*GOAL*.
Retype all of the material below word for word, but leave the pictures out.

[Entries for pointing to named objects]
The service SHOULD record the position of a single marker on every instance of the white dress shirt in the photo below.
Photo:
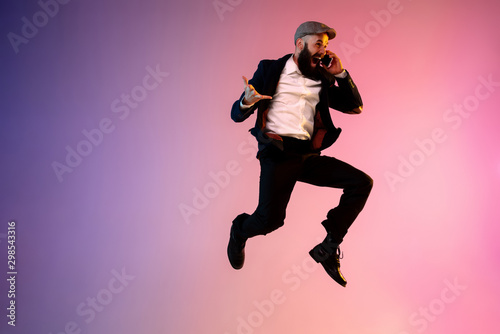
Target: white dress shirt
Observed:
(292, 109)
(293, 106)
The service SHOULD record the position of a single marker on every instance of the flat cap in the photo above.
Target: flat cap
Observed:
(313, 28)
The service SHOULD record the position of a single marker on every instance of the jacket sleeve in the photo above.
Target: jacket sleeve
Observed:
(345, 97)
(257, 82)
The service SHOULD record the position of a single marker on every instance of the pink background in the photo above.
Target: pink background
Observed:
(423, 257)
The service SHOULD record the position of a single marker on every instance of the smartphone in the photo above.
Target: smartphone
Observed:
(326, 61)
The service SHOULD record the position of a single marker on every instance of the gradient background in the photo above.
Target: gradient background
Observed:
(120, 209)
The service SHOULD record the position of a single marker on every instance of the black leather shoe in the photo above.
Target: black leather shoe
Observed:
(236, 246)
(328, 254)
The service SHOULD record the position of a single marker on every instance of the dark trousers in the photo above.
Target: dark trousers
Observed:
(281, 169)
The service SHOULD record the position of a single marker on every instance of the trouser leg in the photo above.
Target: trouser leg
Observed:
(279, 172)
(331, 172)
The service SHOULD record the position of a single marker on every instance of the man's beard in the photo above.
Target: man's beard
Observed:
(304, 63)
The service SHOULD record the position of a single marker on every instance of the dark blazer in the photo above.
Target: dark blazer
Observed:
(343, 97)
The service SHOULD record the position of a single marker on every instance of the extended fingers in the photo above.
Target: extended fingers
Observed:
(245, 80)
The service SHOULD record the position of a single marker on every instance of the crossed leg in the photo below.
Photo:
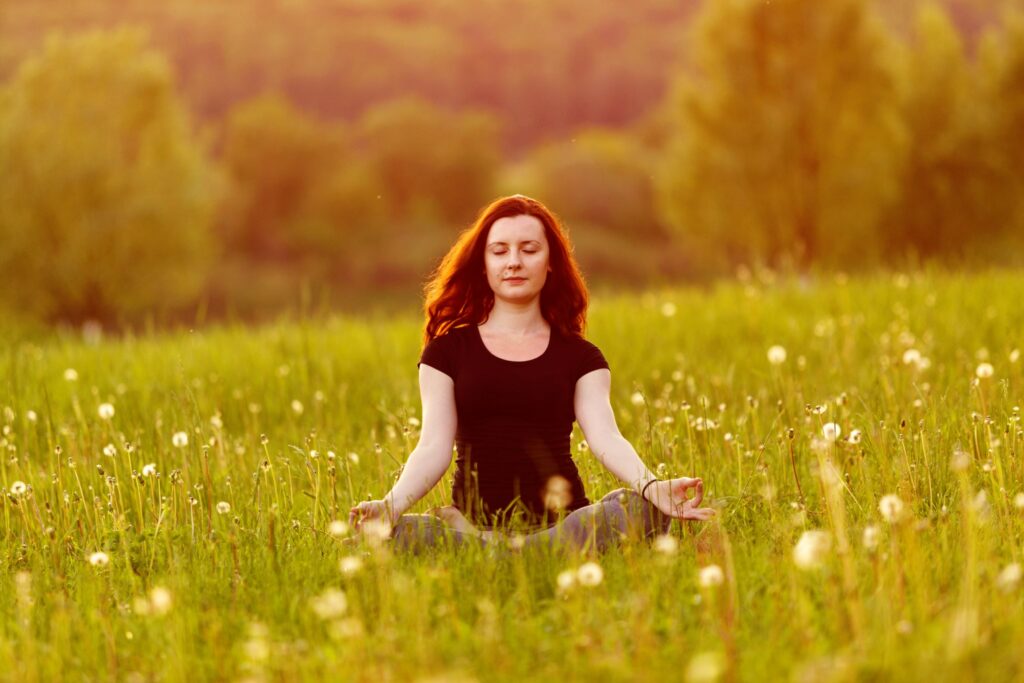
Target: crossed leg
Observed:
(620, 515)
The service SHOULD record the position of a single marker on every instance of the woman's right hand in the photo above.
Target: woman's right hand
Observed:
(370, 510)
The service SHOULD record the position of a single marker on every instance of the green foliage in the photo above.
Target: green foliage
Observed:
(691, 388)
(431, 162)
(602, 178)
(954, 176)
(788, 138)
(105, 200)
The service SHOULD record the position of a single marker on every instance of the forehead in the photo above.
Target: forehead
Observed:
(513, 229)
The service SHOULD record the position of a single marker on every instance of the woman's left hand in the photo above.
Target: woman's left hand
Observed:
(672, 498)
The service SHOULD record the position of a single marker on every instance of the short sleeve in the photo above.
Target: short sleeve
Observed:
(590, 358)
(437, 354)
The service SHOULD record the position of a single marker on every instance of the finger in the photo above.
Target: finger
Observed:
(698, 496)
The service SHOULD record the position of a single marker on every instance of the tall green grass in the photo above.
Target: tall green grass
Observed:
(212, 488)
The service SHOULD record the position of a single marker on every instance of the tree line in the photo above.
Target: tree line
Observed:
(793, 132)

*REPLY TO THE EXERCISE*.
The service SHOULD record the position of a single marker on every instance of the white dress shirt in the photo below.
Photo:
Target: white dress shirt
Observed:
(292, 109)
(293, 106)
The service SHOULD record the position of a single marker on every instance of the flat cap in the photo above.
Target: flat cap
Observed:
(313, 28)
The service SHOULD record the position of a single marker on every instance of the jacket sleeve in the photo above.
Target: jacket sleeve
Observed:
(345, 97)
(257, 82)
The service SHOULD record the position of a single marker on every instance of the pink background in the photo above.
Target: pink background
Observed:
(423, 257)
The service SHOULD record the position of a single marker on every instance of the smartphone in the photo above.
Target: smartphone
Observed:
(326, 61)
The service SHOULD record the position of a single marker on every instance of the gradient background in the photo above.
Target: gradient background
Observed:
(120, 209)
The service SHOULD record the position of a single marker on every instance of the black leather shoe in the photo above.
Target: black leather shoe
Observed:
(236, 246)
(328, 254)
The service SHOULD record the position of a single marker on every instance of the dark trousers in the photo above.
Target: dark trousers
Observed:
(281, 169)
The service SHOULD record the position of a single marker on every instance of the trouser leg in the photo above.
Target: trouser leg
Observed:
(279, 172)
(331, 172)
The service SHOULD record the position of a single marker on every instance of the man's beard in the photo above.
Target: man's beard
Observed:
(304, 63)
The service SHOULD record the position of a single marker on every instance of the dark blazer in the photo above.
Target: dark blazer
Observed:
(343, 97)
The service SHOULD record the position of a single marker on every instance of the extended fingers in the photo above.
Target: extended fingers
Observed:
(245, 80)
The service SHOULD record the position of a single marker on every instance of the crossed leg in the photo below.
Photo:
Target: crossed leg
Observed:
(620, 515)
The service SHOULD record the position of a single marker on every instance of the woman's right hand in the photo above.
Target: woman's right hand
Observed:
(370, 510)
The service SHOULD record the position of a single marker on every instance of the green foliage in the photo above.
Target: green foliage
Observed:
(691, 388)
(431, 162)
(602, 178)
(954, 176)
(788, 138)
(105, 200)
The service SHOULD record the position of a single marker on every instance of the forehead in the photo above.
Target: forehead
Observed:
(513, 229)
The service SHOULD record the position of a single marker on every instance of the woman's left hand in the photo above.
Target: woman's left hand
Observed:
(672, 498)
The service SHOULD record the position of a single marker on every instance of the short sleeve in the photo above.
Target: short sleeve
Observed:
(590, 358)
(437, 354)
The service SHOULD record the position of a single marker on every instance of the finger in the photo above.
Target: finger
Observed:
(698, 496)
The service SHOULD record the position of a single marker on every instance of the tall green grass in the photo above.
Target: tall green grass
Observed:
(212, 488)
The service SHOULD record the position of a single marker on every instance of the tree line in the photo above.
Target: tree line
Observed:
(793, 132)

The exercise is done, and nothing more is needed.